▶ [DIRECTIVE]: Copy out every line below that contains the string "gloved". Treat uppercase and lowercase as different.

-- Start SUPPLIED MATERIAL --

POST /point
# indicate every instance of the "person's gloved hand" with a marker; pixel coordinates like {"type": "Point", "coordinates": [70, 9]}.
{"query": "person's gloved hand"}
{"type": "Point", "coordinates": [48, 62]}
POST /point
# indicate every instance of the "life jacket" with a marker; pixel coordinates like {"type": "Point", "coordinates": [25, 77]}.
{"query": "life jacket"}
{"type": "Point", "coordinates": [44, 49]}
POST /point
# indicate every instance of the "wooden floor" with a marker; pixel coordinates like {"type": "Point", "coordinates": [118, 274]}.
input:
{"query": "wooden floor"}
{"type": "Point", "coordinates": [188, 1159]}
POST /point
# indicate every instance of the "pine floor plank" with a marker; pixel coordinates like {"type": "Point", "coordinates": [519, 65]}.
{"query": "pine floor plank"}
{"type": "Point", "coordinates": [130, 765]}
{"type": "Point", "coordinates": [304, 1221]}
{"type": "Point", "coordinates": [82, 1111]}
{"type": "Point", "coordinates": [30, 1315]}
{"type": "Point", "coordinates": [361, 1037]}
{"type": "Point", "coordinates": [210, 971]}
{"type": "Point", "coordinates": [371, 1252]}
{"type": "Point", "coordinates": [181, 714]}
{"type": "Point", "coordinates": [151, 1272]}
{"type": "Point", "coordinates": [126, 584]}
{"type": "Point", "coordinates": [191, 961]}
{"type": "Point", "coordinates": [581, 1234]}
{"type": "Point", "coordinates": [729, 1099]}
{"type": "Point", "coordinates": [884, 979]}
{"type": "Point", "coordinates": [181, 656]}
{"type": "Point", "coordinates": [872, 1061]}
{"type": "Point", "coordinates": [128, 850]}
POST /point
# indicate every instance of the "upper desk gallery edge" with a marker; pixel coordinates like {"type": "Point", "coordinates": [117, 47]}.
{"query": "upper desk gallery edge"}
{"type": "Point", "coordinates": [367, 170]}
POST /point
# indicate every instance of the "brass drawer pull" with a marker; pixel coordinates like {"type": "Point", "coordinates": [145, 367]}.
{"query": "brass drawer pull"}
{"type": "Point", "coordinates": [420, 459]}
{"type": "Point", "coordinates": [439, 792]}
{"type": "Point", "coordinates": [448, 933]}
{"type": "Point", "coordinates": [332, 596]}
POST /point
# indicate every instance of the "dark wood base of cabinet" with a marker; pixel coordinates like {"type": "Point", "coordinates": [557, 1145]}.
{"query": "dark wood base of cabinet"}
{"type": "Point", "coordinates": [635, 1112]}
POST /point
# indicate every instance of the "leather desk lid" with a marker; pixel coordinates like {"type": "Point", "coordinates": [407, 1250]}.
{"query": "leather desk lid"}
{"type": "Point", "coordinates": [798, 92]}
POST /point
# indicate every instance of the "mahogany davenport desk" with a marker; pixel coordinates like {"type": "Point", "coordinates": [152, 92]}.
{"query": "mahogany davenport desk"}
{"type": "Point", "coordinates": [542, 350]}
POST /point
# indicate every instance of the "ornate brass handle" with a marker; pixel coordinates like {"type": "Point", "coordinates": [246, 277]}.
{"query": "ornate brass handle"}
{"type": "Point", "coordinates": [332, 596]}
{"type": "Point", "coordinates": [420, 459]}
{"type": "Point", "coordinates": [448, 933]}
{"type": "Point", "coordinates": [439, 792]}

-- End SUPPLIED MATERIAL --

▶ [RESULT OF THIS EXERCISE]:
# indicate every instance of the "person's gloved hand" with a marker; pixel coordinates like {"type": "Point", "coordinates": [70, 9]}.
{"query": "person's gloved hand"}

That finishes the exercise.